● **INSTRUCTIONS TO FOLLOW**
Treat the line containing "This photo contains the utility" as the first line of the answer and the last line of the data as its final line, reproducing every line between exactly.

_____

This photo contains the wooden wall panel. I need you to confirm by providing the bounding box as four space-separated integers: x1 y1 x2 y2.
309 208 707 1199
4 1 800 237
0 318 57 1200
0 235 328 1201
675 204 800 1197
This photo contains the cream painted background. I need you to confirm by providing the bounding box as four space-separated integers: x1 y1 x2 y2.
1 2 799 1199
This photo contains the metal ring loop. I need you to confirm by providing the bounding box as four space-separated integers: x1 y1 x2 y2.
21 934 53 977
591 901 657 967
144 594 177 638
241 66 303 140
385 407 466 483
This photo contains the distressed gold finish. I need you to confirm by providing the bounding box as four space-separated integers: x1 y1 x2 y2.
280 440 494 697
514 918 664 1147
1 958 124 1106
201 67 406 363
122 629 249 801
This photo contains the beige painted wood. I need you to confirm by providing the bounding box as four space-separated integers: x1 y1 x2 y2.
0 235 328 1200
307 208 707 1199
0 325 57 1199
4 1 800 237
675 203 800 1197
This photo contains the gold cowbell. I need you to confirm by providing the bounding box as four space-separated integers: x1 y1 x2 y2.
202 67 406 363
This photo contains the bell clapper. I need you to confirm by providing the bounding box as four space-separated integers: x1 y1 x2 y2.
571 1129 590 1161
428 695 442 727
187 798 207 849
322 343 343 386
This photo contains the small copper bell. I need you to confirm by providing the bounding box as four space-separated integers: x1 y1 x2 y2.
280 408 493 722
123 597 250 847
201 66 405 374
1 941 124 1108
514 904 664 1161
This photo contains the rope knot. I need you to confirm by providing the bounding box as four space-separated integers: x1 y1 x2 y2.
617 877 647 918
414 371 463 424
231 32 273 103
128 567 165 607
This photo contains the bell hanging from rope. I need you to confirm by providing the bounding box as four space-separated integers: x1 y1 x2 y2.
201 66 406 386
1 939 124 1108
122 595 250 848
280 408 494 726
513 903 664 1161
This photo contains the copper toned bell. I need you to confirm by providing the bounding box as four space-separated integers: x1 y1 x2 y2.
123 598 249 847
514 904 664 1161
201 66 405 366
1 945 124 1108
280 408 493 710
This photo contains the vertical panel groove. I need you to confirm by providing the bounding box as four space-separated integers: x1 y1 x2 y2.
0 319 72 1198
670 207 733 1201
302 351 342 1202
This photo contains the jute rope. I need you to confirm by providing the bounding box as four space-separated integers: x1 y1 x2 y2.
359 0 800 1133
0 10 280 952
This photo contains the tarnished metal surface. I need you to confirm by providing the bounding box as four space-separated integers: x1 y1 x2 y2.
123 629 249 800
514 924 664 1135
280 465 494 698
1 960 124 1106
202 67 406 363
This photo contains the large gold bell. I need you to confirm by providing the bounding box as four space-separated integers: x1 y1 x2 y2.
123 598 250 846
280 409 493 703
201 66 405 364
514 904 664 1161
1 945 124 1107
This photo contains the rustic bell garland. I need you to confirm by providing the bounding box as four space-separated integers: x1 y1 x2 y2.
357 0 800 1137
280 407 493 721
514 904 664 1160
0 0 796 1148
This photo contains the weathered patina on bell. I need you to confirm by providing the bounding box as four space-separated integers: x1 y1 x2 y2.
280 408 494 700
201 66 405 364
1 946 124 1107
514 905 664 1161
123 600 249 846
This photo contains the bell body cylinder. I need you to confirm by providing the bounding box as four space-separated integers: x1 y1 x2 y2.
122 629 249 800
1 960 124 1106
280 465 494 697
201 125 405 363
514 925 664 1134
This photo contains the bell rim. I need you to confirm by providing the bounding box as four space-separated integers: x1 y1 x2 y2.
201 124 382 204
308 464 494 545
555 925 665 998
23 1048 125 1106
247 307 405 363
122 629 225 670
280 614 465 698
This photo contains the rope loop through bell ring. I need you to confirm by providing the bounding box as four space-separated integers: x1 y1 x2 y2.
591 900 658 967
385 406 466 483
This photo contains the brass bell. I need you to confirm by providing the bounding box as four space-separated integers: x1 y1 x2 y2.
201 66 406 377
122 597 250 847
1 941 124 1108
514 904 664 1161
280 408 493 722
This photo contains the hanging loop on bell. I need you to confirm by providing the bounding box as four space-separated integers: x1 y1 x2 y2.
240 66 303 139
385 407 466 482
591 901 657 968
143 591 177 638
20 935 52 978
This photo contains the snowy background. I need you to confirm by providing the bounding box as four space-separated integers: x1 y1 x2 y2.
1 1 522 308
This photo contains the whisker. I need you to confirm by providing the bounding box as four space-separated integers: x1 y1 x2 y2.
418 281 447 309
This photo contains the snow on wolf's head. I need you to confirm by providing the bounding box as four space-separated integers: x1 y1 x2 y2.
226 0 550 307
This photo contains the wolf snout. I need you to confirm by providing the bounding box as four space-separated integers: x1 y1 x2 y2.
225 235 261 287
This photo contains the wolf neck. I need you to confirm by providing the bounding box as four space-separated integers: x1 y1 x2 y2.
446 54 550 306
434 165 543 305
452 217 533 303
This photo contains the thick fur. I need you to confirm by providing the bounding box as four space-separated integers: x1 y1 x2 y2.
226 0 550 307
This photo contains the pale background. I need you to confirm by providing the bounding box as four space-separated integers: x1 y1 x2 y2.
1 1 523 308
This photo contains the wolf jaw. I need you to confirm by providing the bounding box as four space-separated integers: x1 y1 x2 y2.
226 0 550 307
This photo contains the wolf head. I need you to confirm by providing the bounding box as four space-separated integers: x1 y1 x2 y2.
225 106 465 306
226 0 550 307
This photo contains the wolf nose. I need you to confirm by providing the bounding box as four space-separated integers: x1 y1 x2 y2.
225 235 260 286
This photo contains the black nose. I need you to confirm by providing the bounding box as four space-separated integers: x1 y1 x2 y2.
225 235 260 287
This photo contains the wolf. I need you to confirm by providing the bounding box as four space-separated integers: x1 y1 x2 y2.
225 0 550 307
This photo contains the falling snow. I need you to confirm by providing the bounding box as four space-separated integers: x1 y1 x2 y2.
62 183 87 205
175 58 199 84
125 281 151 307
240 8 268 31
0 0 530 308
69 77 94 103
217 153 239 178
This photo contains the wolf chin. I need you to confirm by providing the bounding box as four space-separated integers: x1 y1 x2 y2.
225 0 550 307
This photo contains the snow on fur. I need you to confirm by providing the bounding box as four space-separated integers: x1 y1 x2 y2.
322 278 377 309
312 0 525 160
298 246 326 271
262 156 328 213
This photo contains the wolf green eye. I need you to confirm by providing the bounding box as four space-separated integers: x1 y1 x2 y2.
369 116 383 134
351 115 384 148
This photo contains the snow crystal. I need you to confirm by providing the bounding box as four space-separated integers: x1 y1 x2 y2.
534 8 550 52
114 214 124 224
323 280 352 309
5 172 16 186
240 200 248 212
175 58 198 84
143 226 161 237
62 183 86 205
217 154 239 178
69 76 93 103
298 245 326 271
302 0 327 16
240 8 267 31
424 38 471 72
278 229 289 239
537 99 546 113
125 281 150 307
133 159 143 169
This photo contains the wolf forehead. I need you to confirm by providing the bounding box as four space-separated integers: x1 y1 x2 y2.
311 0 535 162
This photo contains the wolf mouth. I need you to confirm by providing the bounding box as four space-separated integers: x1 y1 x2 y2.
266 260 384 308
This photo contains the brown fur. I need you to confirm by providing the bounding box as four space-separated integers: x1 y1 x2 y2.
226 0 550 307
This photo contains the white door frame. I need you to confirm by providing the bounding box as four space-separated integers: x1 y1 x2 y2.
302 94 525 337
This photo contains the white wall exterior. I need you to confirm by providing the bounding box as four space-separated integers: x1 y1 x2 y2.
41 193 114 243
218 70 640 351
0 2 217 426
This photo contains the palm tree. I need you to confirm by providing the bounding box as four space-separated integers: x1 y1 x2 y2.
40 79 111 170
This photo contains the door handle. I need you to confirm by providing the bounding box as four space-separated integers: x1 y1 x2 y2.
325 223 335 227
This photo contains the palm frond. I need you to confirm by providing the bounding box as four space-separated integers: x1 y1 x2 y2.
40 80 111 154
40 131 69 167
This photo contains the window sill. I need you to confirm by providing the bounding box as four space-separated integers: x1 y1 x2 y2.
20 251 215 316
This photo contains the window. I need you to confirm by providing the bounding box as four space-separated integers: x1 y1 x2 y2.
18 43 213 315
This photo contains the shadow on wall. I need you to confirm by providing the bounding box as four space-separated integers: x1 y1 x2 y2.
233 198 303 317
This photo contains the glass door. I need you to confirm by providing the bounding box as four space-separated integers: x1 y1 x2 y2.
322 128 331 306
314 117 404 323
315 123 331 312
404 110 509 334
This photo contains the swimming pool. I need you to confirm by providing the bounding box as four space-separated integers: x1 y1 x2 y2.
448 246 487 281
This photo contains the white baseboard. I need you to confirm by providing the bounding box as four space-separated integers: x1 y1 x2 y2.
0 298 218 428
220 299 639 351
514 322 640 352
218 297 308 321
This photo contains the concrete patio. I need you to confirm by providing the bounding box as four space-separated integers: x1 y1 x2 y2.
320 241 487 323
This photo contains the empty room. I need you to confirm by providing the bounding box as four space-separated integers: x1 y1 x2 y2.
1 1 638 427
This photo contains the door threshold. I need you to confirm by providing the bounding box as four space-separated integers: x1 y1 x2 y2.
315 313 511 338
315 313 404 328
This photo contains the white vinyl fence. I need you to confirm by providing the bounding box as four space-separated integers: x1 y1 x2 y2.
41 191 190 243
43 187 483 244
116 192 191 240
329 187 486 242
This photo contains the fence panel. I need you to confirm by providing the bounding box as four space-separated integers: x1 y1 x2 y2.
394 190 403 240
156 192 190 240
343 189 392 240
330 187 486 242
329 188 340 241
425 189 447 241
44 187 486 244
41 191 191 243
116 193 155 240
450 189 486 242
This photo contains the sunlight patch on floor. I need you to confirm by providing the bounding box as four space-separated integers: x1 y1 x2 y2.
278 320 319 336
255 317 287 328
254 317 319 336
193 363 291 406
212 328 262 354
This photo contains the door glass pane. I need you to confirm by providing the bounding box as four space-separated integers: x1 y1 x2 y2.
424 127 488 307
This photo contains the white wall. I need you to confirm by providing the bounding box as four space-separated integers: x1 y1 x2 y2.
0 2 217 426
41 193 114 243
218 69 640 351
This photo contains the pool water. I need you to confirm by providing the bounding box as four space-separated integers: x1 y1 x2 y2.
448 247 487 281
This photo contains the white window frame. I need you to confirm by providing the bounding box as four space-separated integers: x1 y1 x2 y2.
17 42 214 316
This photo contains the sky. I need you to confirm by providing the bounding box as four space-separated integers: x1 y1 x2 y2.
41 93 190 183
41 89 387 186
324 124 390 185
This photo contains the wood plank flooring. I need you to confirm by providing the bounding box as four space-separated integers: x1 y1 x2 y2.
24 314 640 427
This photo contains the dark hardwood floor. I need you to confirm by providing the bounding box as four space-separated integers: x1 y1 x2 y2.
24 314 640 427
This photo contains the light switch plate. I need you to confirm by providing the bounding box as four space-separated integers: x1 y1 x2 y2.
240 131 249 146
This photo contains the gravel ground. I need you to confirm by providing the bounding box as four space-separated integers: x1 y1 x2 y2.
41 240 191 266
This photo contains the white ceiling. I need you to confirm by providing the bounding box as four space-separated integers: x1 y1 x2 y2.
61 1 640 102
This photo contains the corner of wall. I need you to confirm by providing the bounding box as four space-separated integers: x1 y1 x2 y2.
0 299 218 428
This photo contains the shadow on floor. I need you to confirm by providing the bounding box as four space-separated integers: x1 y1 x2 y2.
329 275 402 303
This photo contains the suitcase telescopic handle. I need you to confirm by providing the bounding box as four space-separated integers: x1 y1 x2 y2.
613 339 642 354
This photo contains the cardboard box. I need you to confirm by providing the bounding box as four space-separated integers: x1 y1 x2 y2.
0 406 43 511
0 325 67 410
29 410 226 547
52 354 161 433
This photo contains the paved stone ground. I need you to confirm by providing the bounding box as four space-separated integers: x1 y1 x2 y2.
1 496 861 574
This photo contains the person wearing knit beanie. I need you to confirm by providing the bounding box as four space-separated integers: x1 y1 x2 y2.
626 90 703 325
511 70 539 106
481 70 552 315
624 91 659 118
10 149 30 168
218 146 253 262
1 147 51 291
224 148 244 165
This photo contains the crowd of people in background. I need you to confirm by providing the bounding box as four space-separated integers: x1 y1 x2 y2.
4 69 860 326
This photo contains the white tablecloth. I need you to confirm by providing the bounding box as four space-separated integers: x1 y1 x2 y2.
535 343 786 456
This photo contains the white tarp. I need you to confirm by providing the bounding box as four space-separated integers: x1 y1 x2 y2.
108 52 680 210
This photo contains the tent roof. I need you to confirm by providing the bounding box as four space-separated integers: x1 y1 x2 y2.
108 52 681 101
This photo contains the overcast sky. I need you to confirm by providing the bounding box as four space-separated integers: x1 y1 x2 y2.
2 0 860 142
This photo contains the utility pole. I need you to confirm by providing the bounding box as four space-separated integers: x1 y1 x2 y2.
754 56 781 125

_____

● **EXERCISE RESULT**
This photo contains the utility pole. I need you to confirm by providing the bounding box as four space-separated integers: x1 y1 x2 y2.
754 56 781 125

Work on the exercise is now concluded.